Among the entries below, one stretch runs from the line that contains "positive clicks: (403, 358) (410, 353)" through the line that contains "370L451 341L427 325L410". Repeat that stretch exactly, ends included, and only that.
*** DATASET Section Begins ***
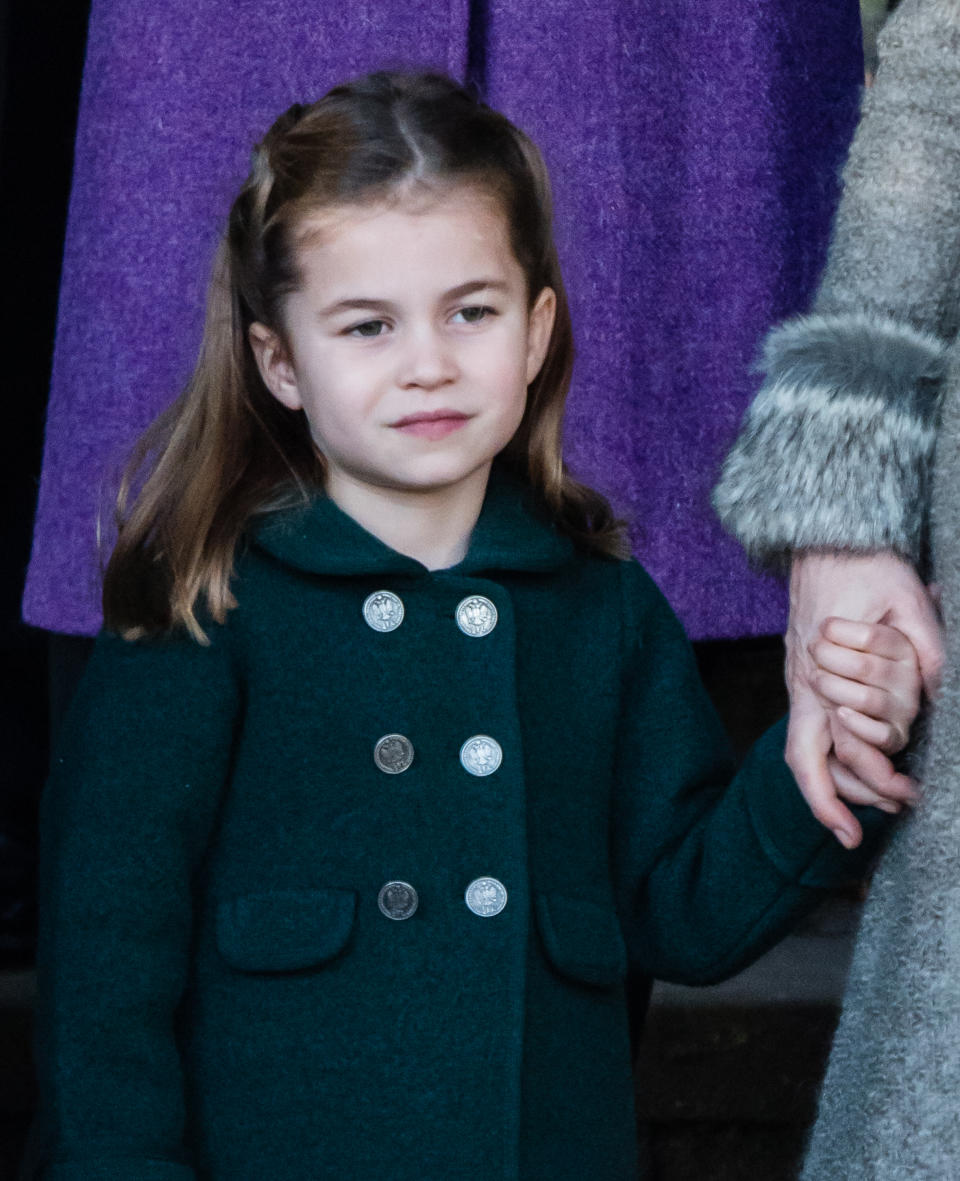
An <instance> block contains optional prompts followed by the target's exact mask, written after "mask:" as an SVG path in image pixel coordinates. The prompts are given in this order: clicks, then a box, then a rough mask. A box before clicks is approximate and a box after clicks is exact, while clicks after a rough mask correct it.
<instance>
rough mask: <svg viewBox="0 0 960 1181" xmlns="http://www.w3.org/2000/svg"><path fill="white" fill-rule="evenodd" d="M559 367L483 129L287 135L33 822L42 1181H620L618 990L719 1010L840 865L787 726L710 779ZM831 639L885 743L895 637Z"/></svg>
mask: <svg viewBox="0 0 960 1181" xmlns="http://www.w3.org/2000/svg"><path fill="white" fill-rule="evenodd" d="M570 366H572V338H570V326H569V321H568V315H567V305H566V300H564V295H563V286H562V282H561V278H560V272H559V268H557V262H556V253H555V249H554V244H553V239H551V230H550V214H549V190H548V184H547V177H546V174H544V169H543V164H542V161H541V159H540V156H538V154H537V152H536V150H535V148H534V146H533V145H531V144H530V142H529V141H528V139H527V138H525V137H524V136H523V135H522V133H521V132H518V131H517V130H516V129H515V128H514V126H511V125H510V124H509V123H508V122H507V120H505V119H504V118H502V117H501V116H498V115H496V113H495V112H492V111H490V110H489V109H488V107H485V106H484V105H482V104H479V103H477V102H476V100H475V99H472V98H471V97H470V96H469V94H468V93H466V92H465V91H463V90H462V89H461V87H458V86H457V85H455V84H453V83H451V81H449V80H446V79H444V78H440V77H433V76H396V74H375V76H371V77H368V78H365V79H361V80H360V81H357V83H353V84H351V85H347V86H341V87H338V89H335V90H333V91H331V92H329V93H328V94H327V96H326V97H325V98H324V99H321V100H320V102H319V103H316V104H314V105H313V106H308V107H299V106H296V107H292V109H290V110H289V111H288V112H287V113H286V115H285V116H282V117H281V118H280V119H279V120H277V122H276V123H275V124H274V126H273V128H272V129H270V131H269V132H268V135H267V137H266V138H265V141H263V143H262V144H261V145H260V146H259V149H257V151H256V156H255V162H254V168H253V172H252V175H250V177H249V178H248V181H247V183H246V184H244V185H243V189H242V190H241V193H240V195H239V197H237V200H236V202H235V204H234V207H233V209H231V213H230V220H229V228H228V231H227V235H226V240H224V243H223V246H222V249H221V253H220V255H218V260H217V266H216V273H215V279H214V283H213V289H211V295H210V304H209V311H208V319H207V328H205V337H204V342H203V351H202V355H201V360H200V364H198V366H197V370H196V373H195V376H194V378H192V380H191V383H190V385H189V387H188V390H187V392H185V393H184V394H183V397H182V398H181V399H179V402H178V403H177V404H176V405H175V406H174V407H172V410H171V411H170V412H169V413H168V415H165V416H164V417H163V418H162V419H161V420H159V423H158V424H157V426H156V428H155V429H154V430H152V432H151V433H150V436H149V437H148V438H146V441H145V442H144V444H143V448H142V450H141V458H144V457H146V458H149V461H150V462H149V465H148V466H149V474H148V475H146V477H145V479H141V481H139V483H141V485H142V487H141V490H139V495H138V497H137V500H136V503H135V504H133V507H132V509H131V510H130V511H129V513H125V514H124V520H123V523H122V529H120V535H119V541H118V544H117V548H116V550H115V554H113V557H112V560H111V563H110V567H109V570H107V575H106V583H105V589H104V603H105V614H106V627H107V631H105V632H104V634H103V635H102V638H100V639H99V641H98V646H97V652H96V654H94V658H93V661H92V664H91V666H90V668H89V671H87V674H86V678H85V681H84V685H83V687H81V690H80V693H79V696H78V699H77V702H76V703H74V706H73V709H72V712H71V717H70V720H68V723H67V732H66V735H65V739H64V742H63V744H61V749H60V753H59V757H58V759H57V765H55V769H54V775H53V777H52V781H51V783H50V785H48V789H47V791H46V792H45V796H44V803H43V808H44V816H43V834H44V836H43V873H41V876H43V883H41V913H43V922H41V926H43V929H41V946H40V979H41V986H40V998H39V1014H38V1022H39V1040H38V1065H39V1075H40V1081H41V1092H43V1096H41V1116H43V1121H41V1134H43V1140H44V1143H45V1156H44V1160H43V1166H41V1168H43V1173H41V1175H43V1176H44V1179H46V1181H80V1179H90V1177H93V1176H96V1177H97V1179H98V1181H107V1179H109V1181H188V1179H191V1177H196V1179H201V1177H203V1179H216V1181H263V1179H267V1177H269V1179H281V1181H301V1179H302V1181H307V1179H309V1181H319V1179H326V1177H329V1179H341V1181H346V1179H350V1181H385V1179H390V1181H457V1179H461V1181H492V1179H524V1181H534V1179H536V1181H542V1179H546V1177H549V1179H551V1181H563V1179H576V1181H582V1177H585V1176H592V1177H594V1179H596V1181H606V1179H610V1181H613V1179H627V1177H635V1176H636V1175H638V1174H636V1169H638V1164H636V1154H635V1121H634V1113H633V1104H632V1082H631V1059H629V1044H628V1031H627V1012H626V1001H625V980H626V976H627V971H628V968H629V970H632V971H633V972H634V973H636V974H639V976H642V977H651V976H659V977H665V978H668V979H674V980H686V981H708V980H714V979H718V978H720V977H723V976H725V974H727V973H730V972H733V971H736V970H737V968H738V967H740V966H742V965H743V964H745V963H746V961H747V960H749V959H751V958H752V957H755V955H757V954H758V953H759V952H760V951H763V950H764V948H765V947H766V946H769V945H770V944H771V942H772V941H773V940H776V939H777V938H778V937H779V935H781V934H782V933H783V932H784V929H785V928H786V927H788V926H789V925H790V924H791V921H792V920H794V919H795V918H796V915H797V914H798V913H799V912H801V911H802V909H804V908H805V907H809V906H810V905H811V903H812V902H814V901H815V900H816V898H817V890H818V887H823V886H827V885H830V883H832V882H835V881H836V880H838V879H840V877H844V876H849V875H850V874H853V873H856V870H857V868H858V867H860V866H862V863H863V852H862V850H860V852H858V853H857V854H850V853H847V852H845V850H843V849H842V848H841V847H840V844H838V843H837V842H836V841H835V840H834V839H832V837H831V836H830V835H829V834H828V833H825V830H824V829H823V828H821V826H819V824H818V823H817V822H816V821H815V820H814V818H812V816H811V815H810V813H809V811H808V809H806V807H805V805H804V803H803V800H802V797H801V795H799V792H798V791H797V789H796V785H795V784H794V782H792V779H791V777H790V775H789V772H788V770H786V768H785V765H784V762H783V733H782V729H778V730H775V731H771V733H770V735H768V736H766V737H765V738H764V739H763V740H762V742H760V743H759V744H758V745H757V748H756V749H755V751H753V752H752V753H751V756H750V757H749V759H747V762H746V764H745V765H744V768H743V769H742V771H740V772H739V774H738V775H737V776H736V777H734V778H733V779H732V782H731V768H730V762H729V758H727V753H726V746H725V743H724V740H723V737H721V735H720V732H719V727H718V724H717V722H716V719H714V716H713V713H712V711H711V709H710V705H708V703H707V700H706V698H705V694H704V692H703V690H701V687H700V685H699V681H698V679H697V674H695V668H694V664H693V660H692V657H691V654H690V650H688V647H687V645H686V641H685V639H684V635H683V632H681V629H680V626H679V624H678V622H677V620H675V619H674V616H673V614H672V613H671V611H670V608H668V607H667V605H666V602H665V601H664V599H662V596H661V595H660V594H659V592H658V591H657V589H655V587H654V586H653V585H652V582H651V581H649V579H648V578H647V576H646V575H645V573H644V570H642V569H641V568H640V567H639V566H638V565H636V563H635V562H632V561H625V560H621V557H622V553H623V542H622V537H621V534H620V530H619V528H618V524H616V522H615V521H614V518H613V516H612V514H610V511H609V508H608V507H607V504H606V503H605V502H603V500H602V498H601V497H600V496H599V495H596V494H595V492H593V491H590V490H588V489H586V488H583V487H582V485H580V484H576V483H574V482H573V481H572V479H570V477H569V476H568V474H567V472H566V470H564V468H563V464H562V461H561V451H560V437H561V418H562V409H563V399H564V394H566V390H567V384H568V380H569V373H570ZM122 502H123V497H122ZM837 638H838V639H840V640H842V641H844V642H847V640H850V641H851V646H853V647H858V648H867V647H871V648H875V650H876V652H875V655H874V657H873V658H871V659H869V660H866V661H863V660H862V659H861V658H857V659H858V660H860V663H861V664H863V670H861V672H860V674H858V676H857V674H855V676H856V679H858V680H862V681H866V683H868V685H869V684H873V686H874V687H873V689H870V687H864V685H857V686H856V689H857V691H861V690H862V691H863V692H866V693H867V694H868V696H867V697H864V698H863V699H862V700H863V704H864V709H866V711H867V712H868V713H871V715H874V717H875V718H880V719H883V724H882V725H881V724H879V723H876V722H874V723H873V725H874V729H875V730H877V731H879V735H880V737H881V738H882V737H883V736H884V735H886V732H887V730H886V727H887V726H890V727H894V726H903V725H905V724H906V723H908V722H909V720H910V717H912V715H913V712H914V711H915V696H916V694H915V680H916V674H915V668H914V667H913V666H912V665H910V663H909V658H908V657H906V655H905V653H903V646H901V645H900V642H899V640H897V633H895V632H892V631H890V629H887V628H879V627H875V628H874V629H873V632H870V633H869V634H868V633H867V631H864V634H863V635H860V634H856V635H849V634H847V639H845V640H844V633H843V632H842V629H841V632H840V633H837ZM829 647H830V648H831V651H834V650H835V651H834V658H835V660H836V653H840V652H842V651H845V650H841V648H840V647H838V646H836V645H834V646H829ZM907 648H908V646H907ZM838 671H841V672H842V671H843V668H842V667H841V668H840V670H838ZM838 684H842V685H843V686H847V689H844V691H843V692H841V691H840V690H837V691H836V692H837V697H838V699H849V686H850V685H851V681H849V680H843V681H841V683H838ZM912 686H914V687H912ZM825 687H827V689H829V687H830V685H829V684H827V685H825ZM844 692H845V693H847V694H848V697H847V698H844ZM863 725H868V723H866V722H864V723H863ZM900 790H901V794H902V795H906V794H907V792H908V790H909V785H908V783H907V782H906V781H902V782H901V784H900ZM890 807H894V808H895V807H896V805H895V804H893V805H890ZM861 815H862V820H863V823H864V826H866V827H867V828H868V830H869V831H874V830H876V829H877V827H879V824H877V821H879V820H882V817H880V816H879V814H877V813H876V811H873V810H870V811H869V814H867V813H862V814H861ZM867 843H868V844H869V842H867Z"/></svg>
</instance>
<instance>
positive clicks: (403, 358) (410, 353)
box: [398, 328, 458, 390]
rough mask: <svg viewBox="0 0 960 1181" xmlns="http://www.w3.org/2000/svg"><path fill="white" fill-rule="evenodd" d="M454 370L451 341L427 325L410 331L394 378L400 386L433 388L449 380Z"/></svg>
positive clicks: (438, 388)
mask: <svg viewBox="0 0 960 1181" xmlns="http://www.w3.org/2000/svg"><path fill="white" fill-rule="evenodd" d="M457 372H458V367H457V363H456V358H455V355H453V348H452V345H451V342H450V341H448V340H444V339H443V335H442V333H439V332H437V331H436V329H433V328H431V329H424V331H422V332H417V333H412V334H411V337H410V339H409V341H407V347H406V350H405V351H404V355H403V359H401V361H400V372H399V373H398V381H399V384H400V385H401V386H404V387H416V389H420V390H436V389H439V387H440V386H444V385H449V384H450V383H451V381H453V380H455V379H456V377H457Z"/></svg>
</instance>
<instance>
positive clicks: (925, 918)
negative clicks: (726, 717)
mask: <svg viewBox="0 0 960 1181" xmlns="http://www.w3.org/2000/svg"><path fill="white" fill-rule="evenodd" d="M958 210H960V0H903V4H902V5H901V7H900V8H899V9H897V12H896V14H895V17H894V18H893V19H892V20H890V22H889V25H888V26H887V28H886V31H884V34H883V35H882V38H881V67H880V73H879V76H877V81H876V85H875V87H874V89H873V90H871V91H870V92H868V94H867V98H866V102H864V111H863V120H862V123H861V126H860V130H858V132H857V136H856V139H855V142H854V145H853V149H851V154H850V159H849V162H848V165H847V170H845V174H844V196H843V201H842V205H841V209H840V213H838V216H837V222H836V227H835V237H834V242H832V246H831V253H830V257H829V262H828V268H827V273H825V276H824V280H823V283H822V287H821V291H819V293H818V296H817V300H816V304H815V306H814V311H812V314H811V315H809V317H805V318H802V319H798V320H794V321H789V322H788V324H785V325H783V326H781V327H779V328H777V329H776V331H773V332H772V333H771V334H770V335H769V337H768V340H766V342H765V347H764V354H763V368H764V372H765V379H764V384H763V387H762V389H760V392H759V393H758V396H757V398H756V400H755V403H753V405H752V407H751V410H750V412H749V415H747V419H746V422H745V424H744V428H743V431H742V433H740V437H739V438H738V441H737V443H736V445H734V448H733V450H732V452H731V454H730V456H729V458H727V462H726V464H725V466H724V472H723V478H721V482H720V484H719V487H718V489H717V492H716V496H714V503H716V507H717V509H718V511H719V513H720V516H721V518H723V520H724V523H725V524H726V526H727V528H729V529H730V530H731V531H732V533H734V534H736V535H737V536H738V537H739V539H740V541H742V542H743V544H744V546H745V547H746V548H747V549H749V550H750V553H751V554H752V555H753V556H755V557H756V559H758V560H759V561H768V562H770V561H772V562H776V561H778V560H782V559H784V557H786V556H788V555H789V553H790V552H791V550H795V549H803V548H828V549H829V548H842V549H849V550H871V549H883V548H893V549H895V550H897V552H899V553H901V554H903V555H906V556H908V557H910V559H913V560H914V561H919V562H920V563H921V566H923V567H925V568H926V565H927V561H929V562H930V563H932V578H933V579H935V580H936V581H939V582H940V583H941V585H942V587H943V614H945V620H946V625H947V634H948V641H947V673H946V683H945V686H943V690H942V692H941V694H940V698H939V700H938V704H936V707H935V710H934V712H933V716H932V718H930V729H929V738H928V743H927V749H926V751H925V755H923V765H922V770H921V778H922V781H923V785H925V794H926V798H925V801H923V805H922V807H921V808H920V809H917V811H916V814H915V815H914V816H912V817H910V818H909V820H908V821H906V822H905V823H903V824H902V826H901V827H900V829H899V831H897V834H896V837H895V839H894V841H893V843H892V846H890V848H889V852H888V853H887V855H886V857H884V860H883V862H882V864H881V867H880V869H879V872H877V875H876V879H875V881H874V885H873V888H871V892H870V896H869V901H868V903H867V908H866V913H864V918H863V925H862V928H861V933H860V937H858V941H857V947H856V953H855V958H854V965H853V970H851V976H850V981H849V986H848V993H847V998H845V1001H844V1009H843V1013H842V1017H841V1022H840V1026H838V1030H837V1035H836V1039H835V1044H834V1050H832V1055H831V1059H830V1064H829V1069H828V1072H827V1078H825V1082H824V1087H823V1094H822V1098H821V1107H819V1114H818V1117H817V1122H816V1125H815V1129H814V1133H812V1138H811V1142H810V1147H809V1153H808V1159H806V1166H805V1172H804V1181H913V1179H916V1181H920V1179H923V1181H938V1179H942V1181H948V1179H949V1181H953V1179H955V1177H956V1176H959V1175H960V1101H958V1096H960V341H959V340H958V329H959V328H960V213H958ZM930 484H932V489H930ZM930 503H932V511H929V505H930ZM928 524H929V526H930V528H928Z"/></svg>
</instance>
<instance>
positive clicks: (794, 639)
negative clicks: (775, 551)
mask: <svg viewBox="0 0 960 1181" xmlns="http://www.w3.org/2000/svg"><path fill="white" fill-rule="evenodd" d="M831 616H832V618H843V619H854V620H860V621H863V622H867V624H873V622H875V621H879V620H883V621H884V622H887V624H890V625H893V626H895V627H896V628H899V631H900V632H902V633H903V634H905V635H906V637H907V638H908V640H909V642H910V644H912V645H913V647H914V650H915V651H916V653H917V654H919V657H920V668H921V671H922V674H923V681H925V687H926V690H927V696H928V697H933V696H934V693H935V692H936V685H938V681H939V677H940V668H941V665H942V659H943V657H942V652H943V645H942V633H941V627H940V620H939V618H938V614H936V608H935V605H934V602H933V601H932V600H930V596H929V594H928V592H927V588H926V587H925V586H923V583H922V582H921V581H920V579H919V578H917V575H916V572H915V570H914V569H913V567H912V566H910V565H909V562H906V561H905V560H903V559H901V557H897V556H896V554H893V553H879V554H843V553H806V554H796V555H795V556H794V562H792V568H791V573H790V622H789V626H788V628H786V635H785V638H784V639H785V645H786V687H788V690H789V692H790V722H789V727H788V736H786V762H788V765H789V766H790V770H791V771H792V772H794V776H795V777H796V781H797V784H798V785H799V789H801V791H802V794H803V797H804V798H805V800H806V803H808V804H809V805H810V810H811V811H812V813H814V815H815V816H816V817H817V820H818V821H819V822H821V823H822V824H824V826H825V827H827V828H829V829H831V830H832V833H834V835H835V836H836V839H837V840H838V841H840V842H841V844H843V846H845V847H847V848H848V849H853V848H854V847H855V846H857V844H860V841H861V839H862V835H863V834H862V831H861V828H860V823H858V822H857V820H856V817H855V816H854V814H853V813H851V811H850V809H849V808H848V807H847V804H845V803H844V800H843V798H841V792H842V794H843V797H844V798H845V797H847V796H848V795H849V794H850V791H853V790H856V791H860V790H861V788H862V787H863V785H864V783H868V784H869V788H870V789H873V796H871V797H868V796H867V795H860V796H858V798H862V800H867V798H870V802H876V801H877V800H879V798H880V797H884V798H892V800H893V802H894V803H897V804H899V802H900V801H899V800H896V798H895V797H890V796H888V795H887V794H888V792H889V790H890V789H892V788H893V789H894V791H896V790H899V789H903V788H905V787H906V785H907V784H909V781H908V779H906V776H897V774H896V771H895V770H894V768H893V764H892V763H890V761H889V759H888V758H887V757H886V756H884V755H883V753H882V752H881V751H880V750H879V748H876V746H870V744H869V743H867V742H864V740H863V739H860V740H858V743H854V742H853V740H851V738H853V737H856V736H853V735H851V731H849V730H848V729H847V727H845V726H844V725H843V723H842V722H840V718H838V717H837V715H836V712H835V709H834V706H832V705H831V704H830V703H828V702H827V700H825V699H824V698H823V697H821V694H819V692H818V690H817V689H816V684H815V681H816V678H817V674H818V673H817V666H816V664H815V661H814V659H812V657H811V655H810V645H811V644H815V642H817V641H818V640H819V639H821V627H822V625H823V622H824V621H825V620H827V619H829V618H831ZM857 712H861V711H857ZM843 736H848V737H845V738H844V737H843ZM835 737H837V738H842V746H843V750H844V758H845V759H848V765H847V766H844V764H842V763H840V762H838V761H837V758H836V756H835V753H834V740H835ZM861 756H866V762H864V761H863V758H862V757H861ZM877 761H880V762H877ZM851 764H856V765H855V772H856V774H855V775H854V779H855V781H857V783H854V782H851V779H850V778H849V774H850V765H851ZM841 783H842V784H843V787H842V788H841V787H840V784H841Z"/></svg>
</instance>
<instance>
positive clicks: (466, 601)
mask: <svg viewBox="0 0 960 1181" xmlns="http://www.w3.org/2000/svg"><path fill="white" fill-rule="evenodd" d="M496 626H497V608H496V607H495V606H494V603H492V602H490V600H489V599H486V598H484V595H482V594H472V595H470V596H469V598H466V599H462V600H461V601H459V603H458V605H457V627H459V629H461V631H462V632H463V634H464V635H489V634H490V632H492V631H494V628H495V627H496Z"/></svg>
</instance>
*** DATASET Section Ends ***
• _EXPECTED ANSWER_:
positive clicks: (403, 358) (410, 353)
box: [398, 328, 458, 390]
rough mask: <svg viewBox="0 0 960 1181" xmlns="http://www.w3.org/2000/svg"><path fill="white" fill-rule="evenodd" d="M454 370L451 341L427 325L410 331L394 378L400 386L433 388L449 380Z"/></svg>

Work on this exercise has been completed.